Copy the data below exactly.
-- Begin SUPPLIED MATERIAL --
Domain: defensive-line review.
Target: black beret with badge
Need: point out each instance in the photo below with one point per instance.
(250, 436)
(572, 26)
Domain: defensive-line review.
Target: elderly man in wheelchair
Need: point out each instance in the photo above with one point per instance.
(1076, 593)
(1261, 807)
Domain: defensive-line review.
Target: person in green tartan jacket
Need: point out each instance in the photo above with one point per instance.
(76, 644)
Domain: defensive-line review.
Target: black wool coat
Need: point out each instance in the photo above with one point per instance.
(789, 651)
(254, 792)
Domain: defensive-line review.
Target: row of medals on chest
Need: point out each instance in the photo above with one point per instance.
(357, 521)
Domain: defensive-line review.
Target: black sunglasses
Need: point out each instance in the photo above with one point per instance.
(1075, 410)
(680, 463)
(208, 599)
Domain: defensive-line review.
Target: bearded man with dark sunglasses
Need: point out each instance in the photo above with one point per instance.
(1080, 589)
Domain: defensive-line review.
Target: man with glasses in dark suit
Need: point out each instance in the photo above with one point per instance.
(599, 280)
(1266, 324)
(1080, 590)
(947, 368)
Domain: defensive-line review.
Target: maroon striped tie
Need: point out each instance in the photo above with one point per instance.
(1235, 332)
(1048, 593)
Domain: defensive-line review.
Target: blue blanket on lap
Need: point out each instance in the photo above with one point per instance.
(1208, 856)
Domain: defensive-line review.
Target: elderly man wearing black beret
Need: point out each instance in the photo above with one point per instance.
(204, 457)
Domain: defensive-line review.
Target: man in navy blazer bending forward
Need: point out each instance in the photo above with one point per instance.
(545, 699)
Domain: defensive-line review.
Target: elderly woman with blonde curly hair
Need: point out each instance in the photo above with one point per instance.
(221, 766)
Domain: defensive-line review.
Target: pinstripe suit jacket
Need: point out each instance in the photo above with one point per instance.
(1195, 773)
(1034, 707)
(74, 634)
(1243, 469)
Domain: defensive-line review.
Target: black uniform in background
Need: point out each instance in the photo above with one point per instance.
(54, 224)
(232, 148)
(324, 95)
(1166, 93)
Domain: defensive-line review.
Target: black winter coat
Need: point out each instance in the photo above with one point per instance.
-- End SUPPLIED MATERIAL --
RESULT OF THE EXERCISE:
Domain: defensive-line review.
Target: black beret with badge
Need: point out each instance in the photo below with one point per instance.
(250, 436)
(572, 26)
Domain: defensive-line review.
Target: elderly man in wheelchair
Need: point out each instance in the photo above with one point per instance.
(1076, 593)
(1261, 807)
Domain: defensive-line review.
Target: person in green tartan jacket
Need: point out each instance in the photo above with one point per instance.
(76, 644)
Domain: defensive-line review.
Target: black wool coat
Need: point out each instance in the photo above with one point per instance.
(789, 651)
(254, 792)
Domain: defensive-line review.
Target: row of medals on chest
Need: point out each instance in the photo above with one point per instance.
(357, 521)
Domain: defensive-line review.
Target: black sunglasses
Need: point out each instance in the photo above with one point per instance.
(1075, 410)
(680, 463)
(208, 599)
Domain: defensive-line review.
Target: bearded man with dark sunglasses
Need: point out each instance in the photo above with one point per instance.
(1080, 589)
Domain: defensive-line review.
Target: man with glasses in dark suit
Need: point out each instance in the photo above with one point per instance.
(599, 280)
(1266, 324)
(1080, 590)
(947, 368)
Domain: defensive-line review.
Target: maroon striped tie
Need: point out each instance in the photo above with one point per instance.
(1235, 332)
(1048, 593)
Domain: defensive-line review.
Target: blue blanket on lap
Need: point out each instance in the photo above with one point per instance.
(1208, 856)
Domain: defensive-line review.
Target: elderly man wearing black beret
Need: point out each instance in the photo above with one point per instance.
(204, 457)
Domain: defensive-line review.
Target: man in navy blazer bending forward
Need: point out each instance in the photo above with one point per instance.
(545, 699)
Domain: defensive-line review.
Target: elderly woman with blonde curly hair
Need: point out each instance in the photo above with one point per instance.
(221, 766)
Domain: defensive-line review.
Target: pinstripe suit jacket
Need: point out each instance in the photo above with one point per instance.
(1195, 773)
(1034, 707)
(74, 634)
(1243, 469)
Domain: defensive-line review.
Target: black uniform in background
Need: point out each instance in the photo above with one point per instance.
(54, 224)
(232, 148)
(324, 95)
(1166, 93)
Domain: defensive-line review.
Target: black winter coat
Need: point out each instance in the photo above with one point per instance.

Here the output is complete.